- [DOCUMENT]:

— start —

Re: Getting rid of thirdparty

Posted by Casey Ching <ca...@cloudera.com>.
I suspect we can actually run all the test services using the maven artifacts. Maybe we can investigate that?

There’s not enough information about #1. How do updates work? The nice thing about the current setup is anyone can checkout any commit and there’s a decent chance that checkout will build. Are we going to keep that ability? How does this work for Cloudera, Apache, and others, are we going to upload all test binaries to the same repo?


On March 10, 2016 at 10:52:07 AM, Jim Apple (jbapple@cloudera.com) wrote:
Both #1 and #3 seem reasonable to me. I think #2 should be avoided because 
the Con you listed will, I think, make contributing to Impala difficult for 
new contributors, and I think that's more serious than the Cons for #1 and 
#3. 

On Thu, Mar 10, 2016 at 10:38 AM, Henry Robinson <he...@apache.org> wrote: 

> One of the tasks remaining before we can push Impala's code to the ASF's 
> git instance is to reduce the size of the repository. Right now even a 
> checkout of origin/cdh5-trunk is in the multi-GB range. 
> 
> The vast majority of that is in the thirdparty/ directory, which adds up 
> over the git history to be pretty huge with all the various versions we've 
> checked in. Removing it shrinks cdh5-trunk to ~200MB. So I propose we get 
> rid of thirdparty/ altogether.

— end —

- [LISTED RECORDS]:
— start —

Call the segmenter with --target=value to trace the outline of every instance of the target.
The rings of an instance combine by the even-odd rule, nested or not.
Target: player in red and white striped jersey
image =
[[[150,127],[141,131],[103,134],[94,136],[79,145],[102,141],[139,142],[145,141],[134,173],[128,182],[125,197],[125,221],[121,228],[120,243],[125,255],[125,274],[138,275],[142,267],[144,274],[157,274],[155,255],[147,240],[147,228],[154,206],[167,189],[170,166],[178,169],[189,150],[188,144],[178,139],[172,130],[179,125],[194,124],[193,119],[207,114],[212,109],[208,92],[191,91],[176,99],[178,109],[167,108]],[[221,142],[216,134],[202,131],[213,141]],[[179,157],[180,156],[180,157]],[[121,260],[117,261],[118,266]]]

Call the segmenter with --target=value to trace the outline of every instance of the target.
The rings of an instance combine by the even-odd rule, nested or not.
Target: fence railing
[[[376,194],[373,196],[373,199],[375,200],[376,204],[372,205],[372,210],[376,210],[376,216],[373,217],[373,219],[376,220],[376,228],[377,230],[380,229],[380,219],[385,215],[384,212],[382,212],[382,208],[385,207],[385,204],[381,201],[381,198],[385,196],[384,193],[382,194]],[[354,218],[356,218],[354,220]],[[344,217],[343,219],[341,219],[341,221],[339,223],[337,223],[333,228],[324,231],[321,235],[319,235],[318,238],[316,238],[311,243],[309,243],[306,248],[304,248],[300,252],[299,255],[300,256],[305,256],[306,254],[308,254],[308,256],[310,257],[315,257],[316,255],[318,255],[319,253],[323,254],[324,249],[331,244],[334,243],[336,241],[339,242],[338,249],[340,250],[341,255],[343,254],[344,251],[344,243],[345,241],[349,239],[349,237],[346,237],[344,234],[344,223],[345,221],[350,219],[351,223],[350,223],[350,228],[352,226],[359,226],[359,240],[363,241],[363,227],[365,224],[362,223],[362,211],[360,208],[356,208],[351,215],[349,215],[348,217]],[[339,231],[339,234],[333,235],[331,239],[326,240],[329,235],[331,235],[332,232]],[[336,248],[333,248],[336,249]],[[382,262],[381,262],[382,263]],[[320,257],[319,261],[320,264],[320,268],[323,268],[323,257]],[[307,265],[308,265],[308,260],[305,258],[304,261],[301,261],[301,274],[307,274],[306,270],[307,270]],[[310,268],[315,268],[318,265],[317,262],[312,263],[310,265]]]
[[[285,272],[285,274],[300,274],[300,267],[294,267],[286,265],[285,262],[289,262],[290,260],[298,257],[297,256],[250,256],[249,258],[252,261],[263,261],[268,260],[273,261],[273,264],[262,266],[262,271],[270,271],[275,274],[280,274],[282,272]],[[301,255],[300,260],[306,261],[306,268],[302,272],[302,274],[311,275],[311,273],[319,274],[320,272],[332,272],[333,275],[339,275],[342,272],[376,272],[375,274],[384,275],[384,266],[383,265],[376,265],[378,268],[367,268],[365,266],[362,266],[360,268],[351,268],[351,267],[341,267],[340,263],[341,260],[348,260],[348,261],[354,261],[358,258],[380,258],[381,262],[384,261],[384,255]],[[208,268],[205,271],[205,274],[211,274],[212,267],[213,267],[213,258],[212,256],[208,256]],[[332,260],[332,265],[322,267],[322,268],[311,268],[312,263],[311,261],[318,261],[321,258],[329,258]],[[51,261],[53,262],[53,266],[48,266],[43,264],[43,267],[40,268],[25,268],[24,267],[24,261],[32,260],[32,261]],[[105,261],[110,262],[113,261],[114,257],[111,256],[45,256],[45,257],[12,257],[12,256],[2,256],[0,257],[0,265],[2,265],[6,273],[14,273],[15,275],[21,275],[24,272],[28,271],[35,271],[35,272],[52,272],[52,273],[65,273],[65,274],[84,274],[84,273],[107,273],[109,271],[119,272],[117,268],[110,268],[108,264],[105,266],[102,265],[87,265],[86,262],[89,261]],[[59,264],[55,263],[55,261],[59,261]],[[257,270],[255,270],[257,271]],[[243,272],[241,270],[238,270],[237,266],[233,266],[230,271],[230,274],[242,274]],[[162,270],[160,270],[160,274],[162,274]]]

— end —

Reproduce the passage of the thread between "Posted by Casey" and "the same repo?", inclusive, switching "test binaries" to "build artifacts". The lines placed after the thread are separate material and have no connection to it.

Posted by Casey Ching <ca...@cloudera.com>.
I suspect we can actually run all the test services using the maven artifacts. Maybe we can investigate that?

There’s not enough information about #1. How do updates work? The nice thing about the current setup is anyone can checkout any commit and there’s a decent chance that checkout will build. Are we going to keep that ability? How does this work for Cloudera, Apache, and others, are we going to upload all build artifacts to the same repo?